● **ENTRIES SHOWN**:
=== Section Start ===
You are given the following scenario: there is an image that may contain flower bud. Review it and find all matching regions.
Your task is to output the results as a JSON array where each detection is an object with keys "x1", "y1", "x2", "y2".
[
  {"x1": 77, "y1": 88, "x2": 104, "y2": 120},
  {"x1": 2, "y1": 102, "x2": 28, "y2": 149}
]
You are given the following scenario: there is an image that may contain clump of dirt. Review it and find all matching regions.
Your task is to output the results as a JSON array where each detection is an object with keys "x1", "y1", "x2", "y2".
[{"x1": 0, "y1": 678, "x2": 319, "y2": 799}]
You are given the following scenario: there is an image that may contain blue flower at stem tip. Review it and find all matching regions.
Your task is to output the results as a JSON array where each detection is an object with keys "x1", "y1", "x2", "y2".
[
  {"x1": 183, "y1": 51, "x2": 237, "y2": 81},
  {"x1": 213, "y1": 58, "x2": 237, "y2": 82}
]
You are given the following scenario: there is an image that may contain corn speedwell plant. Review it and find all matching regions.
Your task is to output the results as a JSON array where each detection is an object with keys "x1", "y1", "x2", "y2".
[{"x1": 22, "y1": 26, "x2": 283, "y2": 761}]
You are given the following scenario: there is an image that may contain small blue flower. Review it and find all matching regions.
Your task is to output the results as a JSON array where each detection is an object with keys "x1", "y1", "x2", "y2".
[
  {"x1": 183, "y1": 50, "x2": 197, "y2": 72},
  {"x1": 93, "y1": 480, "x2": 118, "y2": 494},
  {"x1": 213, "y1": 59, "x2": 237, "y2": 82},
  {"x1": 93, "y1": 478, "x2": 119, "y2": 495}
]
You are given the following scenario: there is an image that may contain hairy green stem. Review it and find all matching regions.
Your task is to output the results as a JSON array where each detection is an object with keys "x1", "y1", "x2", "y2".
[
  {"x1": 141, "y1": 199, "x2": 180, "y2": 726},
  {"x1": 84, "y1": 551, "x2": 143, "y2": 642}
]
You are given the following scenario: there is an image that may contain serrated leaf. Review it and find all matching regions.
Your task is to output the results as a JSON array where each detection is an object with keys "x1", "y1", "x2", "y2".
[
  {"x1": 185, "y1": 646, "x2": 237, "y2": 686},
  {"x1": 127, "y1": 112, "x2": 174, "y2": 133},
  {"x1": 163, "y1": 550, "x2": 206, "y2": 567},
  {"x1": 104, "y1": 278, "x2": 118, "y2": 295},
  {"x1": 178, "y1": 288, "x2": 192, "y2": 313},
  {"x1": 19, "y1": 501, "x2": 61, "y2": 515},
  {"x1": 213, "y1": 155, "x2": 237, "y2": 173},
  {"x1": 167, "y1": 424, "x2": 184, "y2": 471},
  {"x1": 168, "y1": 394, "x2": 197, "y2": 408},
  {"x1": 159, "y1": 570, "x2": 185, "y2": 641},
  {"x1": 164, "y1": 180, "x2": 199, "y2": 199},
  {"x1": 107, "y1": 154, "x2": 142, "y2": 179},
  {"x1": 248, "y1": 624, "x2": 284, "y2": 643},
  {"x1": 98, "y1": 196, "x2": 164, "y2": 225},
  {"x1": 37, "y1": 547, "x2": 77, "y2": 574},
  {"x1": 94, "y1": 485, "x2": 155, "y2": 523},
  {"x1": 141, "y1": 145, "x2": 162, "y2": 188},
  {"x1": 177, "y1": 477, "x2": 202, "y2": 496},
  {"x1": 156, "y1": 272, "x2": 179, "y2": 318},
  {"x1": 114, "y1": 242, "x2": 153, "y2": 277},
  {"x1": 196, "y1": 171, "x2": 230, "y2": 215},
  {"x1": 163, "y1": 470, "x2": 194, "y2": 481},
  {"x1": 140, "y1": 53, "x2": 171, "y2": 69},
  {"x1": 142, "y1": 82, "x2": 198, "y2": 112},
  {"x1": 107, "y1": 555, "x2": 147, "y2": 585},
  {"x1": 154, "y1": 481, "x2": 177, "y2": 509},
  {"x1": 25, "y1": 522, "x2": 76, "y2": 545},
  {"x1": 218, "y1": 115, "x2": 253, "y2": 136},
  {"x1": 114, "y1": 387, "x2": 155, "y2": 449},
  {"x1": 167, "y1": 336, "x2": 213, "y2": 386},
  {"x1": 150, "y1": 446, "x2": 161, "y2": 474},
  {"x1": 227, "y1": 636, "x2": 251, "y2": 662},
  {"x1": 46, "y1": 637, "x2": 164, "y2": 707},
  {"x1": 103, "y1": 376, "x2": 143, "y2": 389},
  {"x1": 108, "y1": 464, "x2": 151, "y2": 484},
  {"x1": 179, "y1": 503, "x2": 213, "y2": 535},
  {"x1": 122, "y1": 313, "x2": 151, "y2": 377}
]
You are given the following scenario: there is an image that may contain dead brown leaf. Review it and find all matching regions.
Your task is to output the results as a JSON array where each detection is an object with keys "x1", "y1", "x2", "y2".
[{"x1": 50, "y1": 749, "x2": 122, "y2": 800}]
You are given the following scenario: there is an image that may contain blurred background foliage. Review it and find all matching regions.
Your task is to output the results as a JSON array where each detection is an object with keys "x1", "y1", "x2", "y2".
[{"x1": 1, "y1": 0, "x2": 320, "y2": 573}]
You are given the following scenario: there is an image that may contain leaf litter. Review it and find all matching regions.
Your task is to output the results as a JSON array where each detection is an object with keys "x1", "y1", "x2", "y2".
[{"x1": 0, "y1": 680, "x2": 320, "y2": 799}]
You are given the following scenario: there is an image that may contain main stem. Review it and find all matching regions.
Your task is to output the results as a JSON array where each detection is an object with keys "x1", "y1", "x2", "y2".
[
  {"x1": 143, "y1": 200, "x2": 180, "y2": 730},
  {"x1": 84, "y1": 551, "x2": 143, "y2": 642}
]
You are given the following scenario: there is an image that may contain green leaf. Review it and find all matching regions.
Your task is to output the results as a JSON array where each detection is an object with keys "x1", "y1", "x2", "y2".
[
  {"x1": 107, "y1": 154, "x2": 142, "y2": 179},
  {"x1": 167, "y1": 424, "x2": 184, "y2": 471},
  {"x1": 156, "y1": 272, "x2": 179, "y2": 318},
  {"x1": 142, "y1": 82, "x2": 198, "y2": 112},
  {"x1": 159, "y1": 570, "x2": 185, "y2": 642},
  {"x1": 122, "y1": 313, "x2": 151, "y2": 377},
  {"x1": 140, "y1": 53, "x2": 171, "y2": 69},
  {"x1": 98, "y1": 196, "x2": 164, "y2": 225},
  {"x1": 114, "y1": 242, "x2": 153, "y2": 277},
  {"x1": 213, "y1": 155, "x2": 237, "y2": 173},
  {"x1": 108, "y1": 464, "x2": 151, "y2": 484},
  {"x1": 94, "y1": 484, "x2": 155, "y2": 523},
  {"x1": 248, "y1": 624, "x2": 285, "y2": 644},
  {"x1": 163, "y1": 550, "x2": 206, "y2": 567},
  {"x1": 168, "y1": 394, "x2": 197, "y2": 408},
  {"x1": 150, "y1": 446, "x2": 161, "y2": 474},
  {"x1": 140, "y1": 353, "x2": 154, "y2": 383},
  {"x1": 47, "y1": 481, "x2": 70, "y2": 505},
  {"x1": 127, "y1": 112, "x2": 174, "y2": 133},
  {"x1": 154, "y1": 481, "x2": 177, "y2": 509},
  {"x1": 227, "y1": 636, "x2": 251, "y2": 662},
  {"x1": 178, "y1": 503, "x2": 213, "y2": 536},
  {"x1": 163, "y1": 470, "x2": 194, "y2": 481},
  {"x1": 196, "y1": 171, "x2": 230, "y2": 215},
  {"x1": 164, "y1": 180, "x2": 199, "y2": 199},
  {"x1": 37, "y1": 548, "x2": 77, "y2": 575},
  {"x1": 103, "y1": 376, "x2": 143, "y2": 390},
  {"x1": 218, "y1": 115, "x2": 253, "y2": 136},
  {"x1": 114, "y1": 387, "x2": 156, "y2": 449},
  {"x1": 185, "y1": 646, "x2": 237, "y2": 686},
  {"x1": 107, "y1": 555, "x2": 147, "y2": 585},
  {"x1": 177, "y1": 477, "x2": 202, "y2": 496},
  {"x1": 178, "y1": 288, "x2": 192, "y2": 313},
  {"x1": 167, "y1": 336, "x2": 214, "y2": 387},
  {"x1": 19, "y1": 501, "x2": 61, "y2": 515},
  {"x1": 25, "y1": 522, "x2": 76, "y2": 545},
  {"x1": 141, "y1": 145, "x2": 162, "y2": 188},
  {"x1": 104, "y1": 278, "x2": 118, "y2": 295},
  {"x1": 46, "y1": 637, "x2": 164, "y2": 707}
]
=== Section End ===
● **TASK ITEM**: Return every line above where "blue" appears.

● **SOLVED PROBLEM**:
You are given the following scenario: there is an image that may contain blue flower at stem tip. Review it and find all matching regions.
You are given the following scenario: there is an image that may contain small blue flower. Review it and find all matching regions.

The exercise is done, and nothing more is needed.